Records from a collection
----------
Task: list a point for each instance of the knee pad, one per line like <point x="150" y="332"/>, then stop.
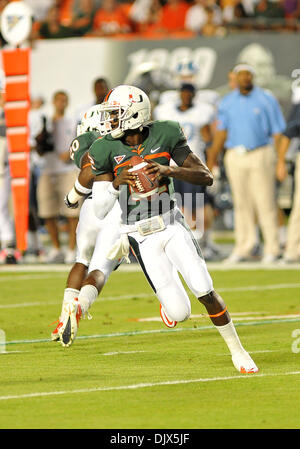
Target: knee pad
<point x="175" y="302"/>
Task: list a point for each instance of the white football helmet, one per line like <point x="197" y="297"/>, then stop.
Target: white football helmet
<point x="125" y="107"/>
<point x="92" y="120"/>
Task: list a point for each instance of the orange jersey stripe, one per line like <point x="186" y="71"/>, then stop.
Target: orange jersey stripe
<point x="121" y="165"/>
<point x="157" y="155"/>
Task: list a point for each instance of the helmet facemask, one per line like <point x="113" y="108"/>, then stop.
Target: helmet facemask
<point x="122" y="116"/>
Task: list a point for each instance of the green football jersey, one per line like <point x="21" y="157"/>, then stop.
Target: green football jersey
<point x="81" y="144"/>
<point x="165" y="141"/>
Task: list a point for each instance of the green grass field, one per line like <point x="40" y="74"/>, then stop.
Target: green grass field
<point x="123" y="373"/>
----------
EXERCISE INSTRUCTIONS: Present every line of the entries above as a numbered list, omitting blank lines. Leave the pictures out of your answer.

RESULT OF THIS EXERCISE:
1. Task: list a point for each instance of the knee pad, one per line like <point x="150" y="332"/>, then stop.
2. Target: knee pad
3. <point x="175" y="302"/>
4. Task: list a point for each instance of the white football helmet, one per line like <point x="197" y="297"/>, then stop.
5. Target: white football helmet
6. <point x="125" y="107"/>
7. <point x="92" y="120"/>
8. Task: list a point for each instance of the orange jersey stripe, one per line like <point x="186" y="71"/>, then stop.
9. Target: orange jersey stripe
10. <point x="121" y="165"/>
11. <point x="157" y="155"/>
12. Task: list a point for each instance of the helmet facemask, one per line like <point x="113" y="108"/>, then stop.
13. Target: helmet facemask
14. <point x="122" y="116"/>
15. Task: list a point for each instance of the green football jersey, one per line like <point x="21" y="157"/>, then stop.
16. Target: green football jersey
17. <point x="81" y="144"/>
18. <point x="165" y="141"/>
19. Task: list a point for each instance of the green grass field, one per line like <point x="40" y="74"/>, then stop.
20. Target: green grass field
21. <point x="123" y="373"/>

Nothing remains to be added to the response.